SHORT EXERCISE: Render every line of the entries below as a numbered list, omitting any blank lines.

Dataset excerpt
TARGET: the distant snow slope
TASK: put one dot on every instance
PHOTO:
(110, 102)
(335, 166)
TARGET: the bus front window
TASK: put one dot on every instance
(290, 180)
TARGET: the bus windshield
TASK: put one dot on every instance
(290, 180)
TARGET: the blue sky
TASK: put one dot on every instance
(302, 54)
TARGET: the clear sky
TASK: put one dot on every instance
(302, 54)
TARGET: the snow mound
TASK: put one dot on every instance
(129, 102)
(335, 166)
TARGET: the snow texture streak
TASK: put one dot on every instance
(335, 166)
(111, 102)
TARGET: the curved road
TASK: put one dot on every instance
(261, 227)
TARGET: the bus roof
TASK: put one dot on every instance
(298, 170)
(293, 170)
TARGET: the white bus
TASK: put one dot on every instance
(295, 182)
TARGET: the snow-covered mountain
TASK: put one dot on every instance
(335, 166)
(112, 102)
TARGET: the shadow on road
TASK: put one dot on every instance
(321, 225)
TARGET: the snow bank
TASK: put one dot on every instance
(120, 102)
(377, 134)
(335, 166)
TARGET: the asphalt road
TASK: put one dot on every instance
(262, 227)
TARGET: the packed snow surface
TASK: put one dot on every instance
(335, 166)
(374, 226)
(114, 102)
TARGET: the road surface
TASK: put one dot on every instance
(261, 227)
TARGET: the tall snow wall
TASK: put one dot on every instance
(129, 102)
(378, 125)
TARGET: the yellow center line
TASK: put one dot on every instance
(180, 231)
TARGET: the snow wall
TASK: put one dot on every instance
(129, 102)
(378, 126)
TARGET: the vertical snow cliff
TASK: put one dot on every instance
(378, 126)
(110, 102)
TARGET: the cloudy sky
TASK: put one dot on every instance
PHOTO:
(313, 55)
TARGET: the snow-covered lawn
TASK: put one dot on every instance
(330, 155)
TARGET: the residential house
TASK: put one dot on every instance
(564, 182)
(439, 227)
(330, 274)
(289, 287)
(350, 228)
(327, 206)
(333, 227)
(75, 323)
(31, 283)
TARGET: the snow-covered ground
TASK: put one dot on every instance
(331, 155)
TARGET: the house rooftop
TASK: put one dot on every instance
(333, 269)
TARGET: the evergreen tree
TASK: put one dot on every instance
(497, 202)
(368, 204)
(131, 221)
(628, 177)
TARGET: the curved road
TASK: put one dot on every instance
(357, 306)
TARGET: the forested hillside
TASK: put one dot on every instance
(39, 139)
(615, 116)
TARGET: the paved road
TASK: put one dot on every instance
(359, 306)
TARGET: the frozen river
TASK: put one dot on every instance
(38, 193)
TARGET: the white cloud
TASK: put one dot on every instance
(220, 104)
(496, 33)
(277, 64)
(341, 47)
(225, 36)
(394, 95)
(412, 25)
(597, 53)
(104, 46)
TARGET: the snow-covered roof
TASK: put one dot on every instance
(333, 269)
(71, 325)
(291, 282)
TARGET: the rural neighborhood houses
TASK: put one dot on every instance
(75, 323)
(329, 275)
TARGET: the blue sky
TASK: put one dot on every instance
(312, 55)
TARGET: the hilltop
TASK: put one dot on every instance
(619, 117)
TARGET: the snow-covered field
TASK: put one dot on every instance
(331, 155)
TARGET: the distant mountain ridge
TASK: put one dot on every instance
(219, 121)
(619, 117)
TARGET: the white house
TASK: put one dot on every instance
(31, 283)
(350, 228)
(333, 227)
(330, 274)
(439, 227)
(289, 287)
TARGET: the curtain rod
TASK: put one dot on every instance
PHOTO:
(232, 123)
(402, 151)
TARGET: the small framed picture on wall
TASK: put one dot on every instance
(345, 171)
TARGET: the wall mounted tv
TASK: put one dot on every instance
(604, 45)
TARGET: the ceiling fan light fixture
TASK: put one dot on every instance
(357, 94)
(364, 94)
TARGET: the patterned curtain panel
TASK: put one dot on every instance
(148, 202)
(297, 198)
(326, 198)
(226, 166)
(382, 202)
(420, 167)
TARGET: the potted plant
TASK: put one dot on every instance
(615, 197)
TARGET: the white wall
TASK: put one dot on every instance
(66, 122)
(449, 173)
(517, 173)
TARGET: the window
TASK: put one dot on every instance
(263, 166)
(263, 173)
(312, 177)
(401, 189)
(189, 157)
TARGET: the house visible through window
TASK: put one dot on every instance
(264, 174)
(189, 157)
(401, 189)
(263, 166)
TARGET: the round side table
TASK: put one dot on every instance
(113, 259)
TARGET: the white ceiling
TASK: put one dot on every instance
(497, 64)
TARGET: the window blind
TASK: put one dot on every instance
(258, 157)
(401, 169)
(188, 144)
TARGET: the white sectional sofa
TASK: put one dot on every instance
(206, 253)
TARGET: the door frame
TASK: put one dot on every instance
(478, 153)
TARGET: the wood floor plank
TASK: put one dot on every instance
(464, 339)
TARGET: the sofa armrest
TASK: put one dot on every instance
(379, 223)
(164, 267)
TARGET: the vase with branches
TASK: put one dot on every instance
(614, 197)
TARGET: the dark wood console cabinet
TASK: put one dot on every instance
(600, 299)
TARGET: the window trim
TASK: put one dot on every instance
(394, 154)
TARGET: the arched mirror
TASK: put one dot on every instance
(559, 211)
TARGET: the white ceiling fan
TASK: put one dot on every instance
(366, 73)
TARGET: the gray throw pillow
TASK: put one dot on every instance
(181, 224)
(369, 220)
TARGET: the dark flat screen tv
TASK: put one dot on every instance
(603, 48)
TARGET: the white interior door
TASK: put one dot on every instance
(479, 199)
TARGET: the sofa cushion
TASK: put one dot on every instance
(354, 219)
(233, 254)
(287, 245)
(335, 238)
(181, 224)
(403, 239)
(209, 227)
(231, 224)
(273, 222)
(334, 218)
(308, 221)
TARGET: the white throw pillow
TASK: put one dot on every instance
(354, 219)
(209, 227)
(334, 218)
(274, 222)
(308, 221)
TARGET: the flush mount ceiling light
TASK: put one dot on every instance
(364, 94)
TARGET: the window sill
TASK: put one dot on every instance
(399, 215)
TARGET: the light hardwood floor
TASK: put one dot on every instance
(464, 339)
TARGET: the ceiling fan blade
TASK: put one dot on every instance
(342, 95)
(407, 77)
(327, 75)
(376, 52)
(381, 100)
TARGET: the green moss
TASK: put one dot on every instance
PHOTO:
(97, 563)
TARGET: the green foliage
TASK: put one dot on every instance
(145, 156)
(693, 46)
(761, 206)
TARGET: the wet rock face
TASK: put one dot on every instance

TASK SOLUTION:
1. TARGET: the distant snow slope
2. TASK: put one dot on every instance
3. PHOTO:
4. (110, 102)
5. (335, 166)
6. TARGET: the bus front window
7. TASK: put one dot on every instance
8. (290, 180)
9. TARGET: the bus windshield
10. TASK: put one dot on every instance
11. (290, 180)
12. TARGET: the blue sky
13. TASK: put one dot on every instance
14. (302, 54)
15. TARGET: the clear sky
16. TASK: put one dot on every instance
17. (302, 54)
18. TARGET: the snow mound
19. TASK: put one dot on every instance
20. (129, 102)
21. (335, 166)
22. TARGET: the snow texture streak
23. TASK: put one dot on every instance
24. (335, 166)
25. (111, 102)
26. TARGET: the curved road
27. TASK: put one dot on every instance
28. (261, 227)
29. TARGET: the bus roof
30. TASK: put one dot on every instance
31. (298, 170)
32. (293, 170)
33. TARGET: the white bus
34. TASK: put one dot on every instance
35. (295, 182)
36. TARGET: the snow-covered mountain
37. TASK: put one dot on every instance
38. (335, 166)
39. (112, 102)
40. TARGET: the shadow on road
41. TASK: put one dot on every instance
42. (321, 225)
43. TARGET: the snow bank
44. TASK: put one dot on every instance
45. (120, 102)
46. (377, 134)
47. (335, 166)
48. TARGET: the asphalt road
49. TASK: put one dot on every instance
50. (262, 227)
51. TARGET: the packed snow surface
52. TASK: put one dot on every instance
53. (335, 166)
54. (374, 226)
55. (114, 102)
56. TARGET: the road surface
57. TASK: put one dot on every instance
58. (261, 227)
59. TARGET: the tall snow wall
60. TASK: put one dot on every instance
61. (129, 102)
62. (378, 125)
63. TARGET: the yellow center line
64. TASK: put one dot on every instance
65. (180, 231)
66. TARGET: the snow wall
67. TASK: put one dot on every instance
68. (129, 102)
69. (378, 126)
70. TARGET: the vertical snow cliff
71. TASK: put one dot on every instance
72. (378, 126)
73. (110, 102)
74. TARGET: the cloudy sky
75. TASK: put one dot on every instance
76. PHOTO:
77. (313, 55)
78. TARGET: the snow-covered lawn
79. TASK: put one dot on every instance
80. (330, 155)
81. TARGET: the residential house
82. TASK: put one dot on every instance
83. (564, 182)
84. (439, 227)
85. (330, 274)
86. (289, 287)
87. (350, 228)
88. (327, 206)
89. (333, 227)
90. (75, 323)
91. (31, 283)
92. TARGET: the snow-covered ground
93. TASK: put one dot on every instance
94. (331, 155)
95. TARGET: the house rooftop
96. TASK: put one dot on every instance
97. (333, 269)
98. TARGET: the evergreen tree
99. TASK: put one dot on every instance
100. (497, 202)
101. (368, 204)
102. (131, 221)
103. (628, 177)
104. TARGET: the curved road
105. TASK: put one dot on every instance
106. (357, 306)
107. TARGET: the forested hillside
108. TASK: put one dot on every instance
109. (39, 139)
110. (615, 116)
111. TARGET: the paved road
112. TASK: put one dot on every instance
113. (359, 306)
114. TARGET: the frozen river
115. TASK: put one dot on every instance
116. (38, 193)
117. TARGET: the white cloud
118. TASK: put one dot on every instance
119. (220, 104)
120. (496, 33)
121. (277, 64)
122. (341, 47)
123. (225, 36)
124. (394, 95)
125. (412, 25)
126. (597, 53)
127. (104, 46)
128. TARGET: the snow-covered roof
129. TASK: put one dot on every instance
130. (333, 269)
131. (71, 325)
132. (291, 282)
133. TARGET: the rural neighborhood houses
134. TASK: put one dot on every instance
135. (75, 323)
136. (329, 275)
137. TARGET: the blue sky
138. TASK: put one dot on every instance
139. (312, 55)
140. TARGET: the hilltop
141. TASK: put one dot on every instance
142. (619, 117)
143. TARGET: the snow-covered field
144. TASK: put one dot on every instance
145. (331, 155)
146. TARGET: the distant mountain ridge
147. TASK: put one dot on every instance
148. (219, 121)
149. (619, 117)
150. TARGET: the white house
151. TASK: put one dot on every instance
152. (31, 283)
153. (350, 228)
154. (333, 227)
155. (330, 274)
156. (439, 227)
157. (289, 287)
158. TARGET: the curtain rod
159. TASK: put one dot on every instance
160. PHOTO:
161. (232, 123)
162. (402, 151)
163. TARGET: the small framed picture on wall
164. TASK: put one dot on every instance
165. (345, 171)
166. TARGET: the wall mounted tv
167. TASK: put one dot on every instance
168. (604, 45)
169. TARGET: the ceiling fan light fixture
170. TASK: put one dot on every instance
171. (357, 94)
172. (364, 94)
173. TARGET: the patterned curtain panel
174. TASK: put one dot on every instance
175. (148, 202)
176. (297, 198)
177. (326, 198)
178. (226, 166)
179. (382, 202)
180. (420, 167)
181. TARGET: the potted plant
182. TASK: put one dot on every instance
183. (615, 197)
184. TARGET: the white wall
185. TASK: put one dot on every instance
186. (66, 122)
187. (449, 173)
188. (517, 173)
189. TARGET: the window
190. TASK: put one dot on every instance
191. (263, 166)
192. (263, 173)
193. (312, 177)
194. (401, 189)
195. (189, 157)
196. TARGET: the house visible through window
197. TASK: put one dot on every instance
198. (264, 174)
199. (189, 157)
200. (401, 189)
201. (263, 166)
202. TARGET: the round side table
203. TASK: put one dot on every instance
204. (113, 259)
205. TARGET: the white ceiling
206. TASK: put one dot on every instance
207. (497, 64)
208. TARGET: the window blind
209. TASK: put one dot on every instance
210. (258, 157)
211. (401, 169)
212. (188, 144)
213. TARGET: the white sectional sofa
214. TASK: put one dot on every instance
215. (206, 253)
216. TARGET: the door frame
217. TASK: put one dot on every instance
218. (478, 153)
219. TARGET: the wood floor plank
220. TASK: put one dot on every instance
221. (464, 339)
222. TARGET: the sofa armrest
223. TASK: put one dot on every instance
224. (379, 223)
225. (164, 267)
226. TARGET: the vase with branches
227. TASK: put one dot on every instance
228. (614, 197)
229. TARGET: the dark wood console cabinet
230. TASK: put one dot on every instance
231. (600, 299)
232. TARGET: the window trim
233. TASK: put one dot on every instance
234. (394, 154)
235. TARGET: the arched mirror
236. TASK: put one dot on every instance
237. (559, 211)
238. TARGET: the white ceiling fan
239. TASK: put one dot on every instance
240. (366, 73)
241. TARGET: the gray throw pillow
242. TASK: put one dot on every instance
243. (181, 224)
244. (369, 220)
245. TARGET: the dark flat screen tv
246. TASK: put one dot on every instance
247. (603, 48)
248. TARGET: the white interior door
249. TASK: put one dot on every instance
250. (479, 199)
251. TARGET: the sofa cushion
252. TASK: put one dot on every instance
253. (354, 219)
254. (233, 254)
255. (287, 245)
256. (335, 238)
257. (181, 224)
258. (403, 239)
259. (209, 227)
260. (231, 224)
261. (273, 222)
262. (334, 218)
263. (308, 221)
264. TARGET: the white throw pillow
265. TASK: put one dot on every instance
266. (354, 219)
267. (209, 227)
268. (334, 218)
269. (274, 222)
270. (308, 221)
271. TARGET: the flush mount ceiling light
272. TASK: put one dot on every instance
273. (364, 94)
274. TARGET: the window sill
275. TASK: put one dot on every instance
276. (399, 215)
277. TARGET: the light hardwood floor
278. TASK: put one dot on every instance
279. (464, 339)
280. TARGET: the ceiling fan blade
281. TASK: put one dot on every instance
282. (342, 95)
283. (407, 77)
284. (327, 75)
285. (376, 52)
286. (381, 100)
287. TARGET: the green moss
288. TASK: put one dot on every instance
289. PHOTO:
290. (97, 563)
291. TARGET: the green foliage
292. TASK: put one dot on every instance
293. (145, 156)
294. (693, 46)
295. (761, 206)
296. TARGET: the wet rock face
297. TASK: put one dot on every instance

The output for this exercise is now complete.